• _SUPPLIED RECORDS_
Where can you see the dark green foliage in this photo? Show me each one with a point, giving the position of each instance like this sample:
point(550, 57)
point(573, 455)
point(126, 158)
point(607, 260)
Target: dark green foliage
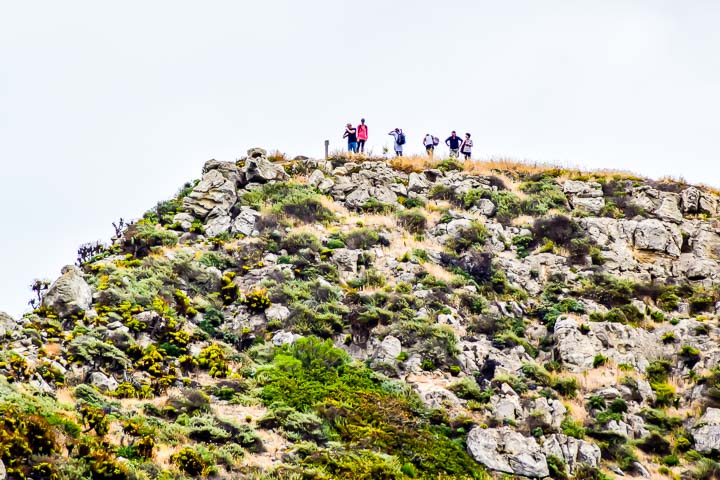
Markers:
point(472, 235)
point(312, 374)
point(295, 425)
point(658, 370)
point(572, 429)
point(361, 238)
point(625, 314)
point(140, 238)
point(297, 241)
point(449, 164)
point(522, 243)
point(655, 444)
point(291, 199)
point(414, 221)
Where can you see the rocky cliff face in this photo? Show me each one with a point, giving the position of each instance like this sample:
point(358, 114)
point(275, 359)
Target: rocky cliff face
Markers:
point(359, 318)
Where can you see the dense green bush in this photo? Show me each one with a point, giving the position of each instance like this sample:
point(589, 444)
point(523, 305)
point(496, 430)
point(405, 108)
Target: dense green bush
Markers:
point(414, 221)
point(473, 235)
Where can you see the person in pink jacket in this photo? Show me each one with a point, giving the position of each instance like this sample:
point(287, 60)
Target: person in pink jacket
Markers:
point(362, 135)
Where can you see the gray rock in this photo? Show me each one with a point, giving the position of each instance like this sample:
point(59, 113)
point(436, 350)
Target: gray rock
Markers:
point(668, 210)
point(214, 192)
point(185, 220)
point(103, 382)
point(573, 451)
point(217, 225)
point(485, 207)
point(690, 200)
point(346, 261)
point(260, 169)
point(69, 294)
point(505, 450)
point(652, 234)
point(244, 223)
point(417, 183)
point(284, 338)
point(707, 432)
point(277, 313)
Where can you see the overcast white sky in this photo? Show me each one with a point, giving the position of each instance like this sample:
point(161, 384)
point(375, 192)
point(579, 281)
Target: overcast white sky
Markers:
point(108, 107)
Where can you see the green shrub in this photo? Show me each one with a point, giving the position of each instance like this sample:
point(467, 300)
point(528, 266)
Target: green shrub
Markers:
point(474, 234)
point(361, 238)
point(414, 221)
point(297, 241)
point(572, 429)
point(189, 461)
point(449, 164)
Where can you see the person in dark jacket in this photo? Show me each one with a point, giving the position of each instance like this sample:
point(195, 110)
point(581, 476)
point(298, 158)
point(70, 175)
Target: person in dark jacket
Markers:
point(453, 141)
point(351, 135)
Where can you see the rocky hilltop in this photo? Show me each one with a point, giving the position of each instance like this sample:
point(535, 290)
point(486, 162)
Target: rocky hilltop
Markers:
point(363, 318)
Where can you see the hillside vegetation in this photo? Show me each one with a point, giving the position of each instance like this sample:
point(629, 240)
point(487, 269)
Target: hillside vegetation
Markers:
point(363, 318)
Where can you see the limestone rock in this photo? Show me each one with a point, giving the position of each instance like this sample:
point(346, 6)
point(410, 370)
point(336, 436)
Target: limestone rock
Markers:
point(213, 192)
point(573, 451)
point(652, 234)
point(668, 210)
point(217, 225)
point(505, 450)
point(244, 223)
point(259, 169)
point(69, 294)
point(707, 432)
point(277, 313)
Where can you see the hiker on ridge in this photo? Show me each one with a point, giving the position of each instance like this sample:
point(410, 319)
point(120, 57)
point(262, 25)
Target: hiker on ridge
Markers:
point(466, 147)
point(362, 135)
point(429, 141)
point(351, 135)
point(453, 141)
point(399, 140)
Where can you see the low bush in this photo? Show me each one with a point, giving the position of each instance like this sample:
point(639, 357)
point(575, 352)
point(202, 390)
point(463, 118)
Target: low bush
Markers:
point(414, 221)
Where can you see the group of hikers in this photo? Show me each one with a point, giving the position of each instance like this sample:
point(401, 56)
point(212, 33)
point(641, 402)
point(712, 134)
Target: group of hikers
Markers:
point(357, 136)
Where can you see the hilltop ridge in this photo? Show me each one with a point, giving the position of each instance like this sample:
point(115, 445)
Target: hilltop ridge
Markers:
point(376, 318)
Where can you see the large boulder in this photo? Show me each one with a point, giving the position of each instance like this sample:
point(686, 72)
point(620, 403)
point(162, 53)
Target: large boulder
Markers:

• _YOUR GOAL_
Rewrite the part of the items that opens with the line containing "Where can you see the hiker" and runs to the end of the items as a numbered list, with one line per entry and blank lines omitted.

• _SOLUTION TO THE EXERCISE_
1. Where can you see the hiker on ridge in this photo? Show me each one with a point, giving the position of each instance like this sample:
2. point(410, 319)
3. point(120, 57)
4. point(262, 25)
5. Target: hiker on ridge
6. Markers:
7. point(466, 147)
8. point(362, 135)
9. point(429, 141)
10. point(351, 135)
11. point(453, 141)
12. point(399, 140)
13. Where can you see the low bush in this photo? Show me each one with a point, giving the position of each instance like this sample:
14. point(639, 357)
15. point(575, 352)
16. point(202, 390)
17. point(463, 118)
18. Target: low bush
19. Markers:
20. point(414, 221)
21. Where can you see the group of hikers in this photo? Show me each one with a point, giving the position of each instance like this sample:
22. point(401, 56)
23. point(212, 33)
24. point(641, 402)
25. point(712, 134)
26. Target: group of hikers
27. Markers:
28. point(357, 136)
29. Where can you see the hilltop ridge in this photo? Show me each one with a point, giving the position of each instance like this sample:
30. point(115, 445)
31. Target: hilltop ridge
32. Markers:
33. point(376, 318)
34. Where can you see the large boulder in this photo? Show me each one with a point, giving the position of each instance like this sample:
35. point(686, 72)
36. point(620, 403)
37. point(162, 53)
38. Target: large boulder
39. Markers:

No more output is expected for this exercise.